» **Source passage**
>>>>
Computer Systems Fundamentals

print a string in C

#include <stdio.h>

int main(void) {
    printf("%s", "I love MIPS\n");

    return 0;
}
print a string in MIPS assembly

main:
	la	$a0, string   # ... pass address of string as argument
	li	$v0, 4        # ... 4 is printf "%s" syscall number
	syscall

	# return 0
	li	$v0, 0
	jr	$ra

	.data
string:
	.asciiz "I love MIPS\n"
print a string in MIPS assembly

On: 2023-02-12


Note: in this program, comments that are preceded by two `#` characters are what we would expect to see in submitted labs and assignments comments that are preceded by one `#` character are additional information for lectures and revision

Constant for the magic number of the print string syscall
SYSCALL_PRINT_STRING = 4 # As defined by the MIPSY ABI (application binary interface)

## Constant for the return value of the main function
EXIT_SUCCESS = 0         # In C, this is defined in `stdlib.h`

# Define some data
# Everything after the `.data` directive until the next `.text` directive is "data" and not "code"
<<<<
» **Supplied information**
>>>>
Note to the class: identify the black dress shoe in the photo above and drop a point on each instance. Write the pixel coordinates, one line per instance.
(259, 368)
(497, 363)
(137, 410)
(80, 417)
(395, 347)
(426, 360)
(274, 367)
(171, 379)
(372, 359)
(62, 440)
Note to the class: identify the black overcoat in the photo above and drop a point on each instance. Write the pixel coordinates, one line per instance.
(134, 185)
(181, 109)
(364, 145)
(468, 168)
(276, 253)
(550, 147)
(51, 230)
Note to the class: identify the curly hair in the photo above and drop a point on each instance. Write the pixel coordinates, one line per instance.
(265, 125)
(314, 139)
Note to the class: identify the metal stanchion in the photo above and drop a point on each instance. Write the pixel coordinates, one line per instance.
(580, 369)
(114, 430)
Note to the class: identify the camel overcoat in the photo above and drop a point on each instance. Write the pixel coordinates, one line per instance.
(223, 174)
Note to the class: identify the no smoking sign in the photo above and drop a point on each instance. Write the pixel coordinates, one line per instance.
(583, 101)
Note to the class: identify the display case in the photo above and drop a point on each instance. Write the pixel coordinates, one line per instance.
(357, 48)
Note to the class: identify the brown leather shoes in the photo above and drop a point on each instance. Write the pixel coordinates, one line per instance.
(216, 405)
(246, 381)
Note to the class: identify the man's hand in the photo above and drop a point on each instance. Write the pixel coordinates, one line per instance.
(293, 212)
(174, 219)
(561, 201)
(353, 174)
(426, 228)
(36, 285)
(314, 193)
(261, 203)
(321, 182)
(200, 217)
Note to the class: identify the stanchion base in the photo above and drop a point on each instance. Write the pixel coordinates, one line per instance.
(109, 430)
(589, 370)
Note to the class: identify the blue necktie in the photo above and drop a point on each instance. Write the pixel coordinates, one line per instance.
<<<<
» **Things to do**
a) Transcribe the section of the source passage starting with "On: 2023-02-12" and going on through "(application binary interface)".
b) In the source passage, what syscall number does the MIPS assembly code load into $v0 to print a string?

» **The responses**
a)
On: 2023-02-12


Note: in this program, comments that are preceded by two `#` characters are what we would expect to see in submitted labs and assignments comments that are preceded by one `#` character are additional information for lectures and revision

Constant for the magic number of the print string syscall
SYSCALL_PRINT_STRING = 4 # As defined by the MIPSY ABI (application binary interface)

b) 4